# [TEXTAUSZUG]
==============================

Patricia Bernet: Keine digitalen Medien bis vier Jahre
Im Gastbeitrag spricht SP-Kantonsrätin Patricia Bernet über die negativen Auswirkungen von Smartphone und Tablet auf Kleinkinder und will mehr medienfreie Zeit.
Das Wichtigste in Kürze
- Smartphone und Tablet können sich negativ auf die Entwicklung von Kindern auswirken.
- Kleinkinder bis vier Jahren benötigen keine Bildschirmzeit.
- Eltern sollten sich bewusst Zeit für ihre Kinder nehmen.
Beim Eintritt in den Kindergarten stellen Kinderärzt*innen, Logopäd*innen und Lehrpersonen fest, dass immer mehr Kinder Sprach- und Entwicklungsverzögerungen sowie -störungen haben.
Viele Kleinkinder sprechen ihre Muttersprache nicht – dafür kennen sie einige englische Begriffe. Sie haben Schwierigkeiten zu spielen, sich zu konzentrieren und sich in Gruppen einzugliedern. Einige haben noch nie einen Stift oder eine Schere in der Hand gehalten.
Zudem scheinen manche Kinder noch nie auf unebenem Untergrund gespielt zu haben, sind nicht auf etwas hinaufgeklettert oder haben nicht gelernt von einer Erhöhung herabzuspringen. Einige wurden hauptsächlich im Kinderwagen durch die Welt geschoben.

==============================

# [BEREITGESTELLTE DATEN]
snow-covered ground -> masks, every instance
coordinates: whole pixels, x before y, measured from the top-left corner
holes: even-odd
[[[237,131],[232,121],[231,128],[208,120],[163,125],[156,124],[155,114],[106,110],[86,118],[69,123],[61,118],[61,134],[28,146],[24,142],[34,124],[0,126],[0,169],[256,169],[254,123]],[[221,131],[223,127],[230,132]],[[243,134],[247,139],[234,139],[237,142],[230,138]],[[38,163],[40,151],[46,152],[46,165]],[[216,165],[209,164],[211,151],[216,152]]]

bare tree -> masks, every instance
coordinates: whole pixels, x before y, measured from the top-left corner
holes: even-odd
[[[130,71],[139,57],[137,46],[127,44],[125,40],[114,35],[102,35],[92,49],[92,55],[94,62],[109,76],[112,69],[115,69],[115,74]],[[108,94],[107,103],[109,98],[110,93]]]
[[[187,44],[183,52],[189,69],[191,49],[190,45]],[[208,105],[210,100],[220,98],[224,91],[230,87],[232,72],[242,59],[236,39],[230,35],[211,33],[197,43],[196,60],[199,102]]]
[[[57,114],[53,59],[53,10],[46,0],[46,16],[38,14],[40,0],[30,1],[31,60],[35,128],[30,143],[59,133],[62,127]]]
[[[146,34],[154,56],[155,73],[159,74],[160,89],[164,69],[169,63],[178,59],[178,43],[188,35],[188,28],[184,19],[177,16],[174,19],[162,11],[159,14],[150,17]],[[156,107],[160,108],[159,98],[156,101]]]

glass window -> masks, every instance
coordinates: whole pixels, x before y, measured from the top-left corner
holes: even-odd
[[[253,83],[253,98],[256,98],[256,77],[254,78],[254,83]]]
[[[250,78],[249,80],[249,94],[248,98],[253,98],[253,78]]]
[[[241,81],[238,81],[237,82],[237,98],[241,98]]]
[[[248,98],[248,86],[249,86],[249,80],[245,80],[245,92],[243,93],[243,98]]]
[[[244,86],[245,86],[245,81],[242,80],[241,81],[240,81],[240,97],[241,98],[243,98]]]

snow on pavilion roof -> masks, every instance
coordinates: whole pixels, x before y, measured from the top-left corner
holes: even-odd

==============================

# [ZU ERLEDIGEN]
1. Aktualisiere im Beitrag zu digitalen Medien die Stelle zwischen „Patricia Bernet: Keine“ und „mehr medienfreie Zeit.“, beide eingeschlossen, und ersetze dabei „Tablet“ durch „Laptop“. Gib die ganze Stelle mit dieser Änderung wieder.
2. Stimmen die folgenden Aussagen mit dem Beitrag zu digitalen Medien überein? Antworte jeweils mit Ja oder Nein und zitiere die entscheidenden Worte des Beitrags.
(a) Kleinkinder bis vier Jahren brauchen keine Bildschirmzeit.
(b) Patricia Bernet ist Kantonsrätin der FDP.
(c) Alle Kinder haben beim Eintritt in den Kindergarten schon einmal eine Schere in der Hand gehalten.
3. Wer stellt laut dem Beitrag zu digitalen Medien beim Eintritt in den Kindergarten fest, dass immer mehr Kinder Sprach- und Entwicklungsverzögerungen haben?

# [ANTWORTEN JE AUFGABE]
1.
Patricia Bernet: Keine digitalen Medien bis vier Jahre
Im Gastbeitrag spricht SP-Kantonsrätin Patricia Bernet über die negativen Auswirkungen von Smartphone und Laptop auf Kleinkinder und will mehr medienfreie Zeit.

2.
(a) Ja: „Kleinkinder bis vier Jahren benötigen keine Bildschirmzeit.“
(b) Nein: „SP-Kantonsrätin Patricia Bernet“
(c) Nein: „Einige haben noch nie einen Stift oder eine Schere in der Hand gehalten.“

3. Kinderärzt*innen, Logopäd*innen und Lehrpersonen.